The task: Reproduce the lines below from the one that contains "of the white" through the end, inclusive, and add nothing.

Image location labeling entries:
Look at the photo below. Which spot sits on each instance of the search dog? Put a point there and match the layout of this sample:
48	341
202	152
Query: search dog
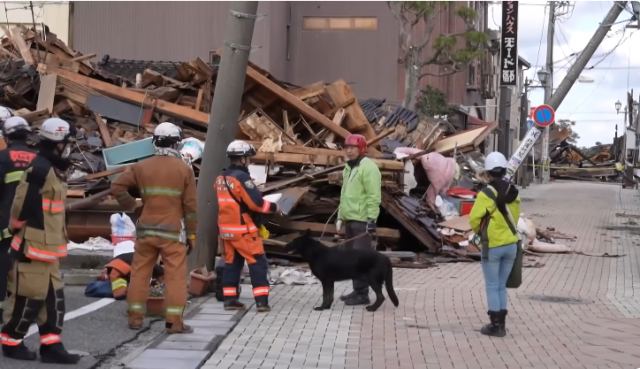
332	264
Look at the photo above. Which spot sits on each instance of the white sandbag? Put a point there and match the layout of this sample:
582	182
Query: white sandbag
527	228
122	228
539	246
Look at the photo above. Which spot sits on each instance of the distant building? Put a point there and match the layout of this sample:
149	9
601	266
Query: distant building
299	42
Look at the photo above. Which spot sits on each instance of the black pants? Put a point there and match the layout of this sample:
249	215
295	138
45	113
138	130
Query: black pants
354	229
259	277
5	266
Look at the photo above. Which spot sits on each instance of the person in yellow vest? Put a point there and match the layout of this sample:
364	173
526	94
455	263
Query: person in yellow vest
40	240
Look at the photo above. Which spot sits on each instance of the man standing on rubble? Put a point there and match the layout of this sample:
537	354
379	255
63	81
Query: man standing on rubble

Response to the exercise:
Look at the photo above. Which spot sits on each instance of the white sandbag? Put a point there and match the layout of this sample:
582	182
Query: white sandbag
527	228
122	228
539	246
Look at the photo above. Which spot sits on each instance of the distant building? Put a point there and match the layout of this sample:
149	9
601	266
Query: distant building
299	42
Look at the photo above. Which spot sits on each instance of the black pants? Put a point there and match the layout of this sample:
249	215
295	138
45	113
138	130
Query: black pants
354	229
259	277
5	266
Look at the photo above. Which spot sits on each instance of the person in yellow vest? Put a point there and match the layout of this sample:
364	173
526	94
455	263
Query: person in yellow vest
40	240
Look at the photo above. Which spot sits on each instance of the man standing on rubble? Put a point there and match the layout of this sample:
537	354
379	255
63	81
Query: man standing on rubble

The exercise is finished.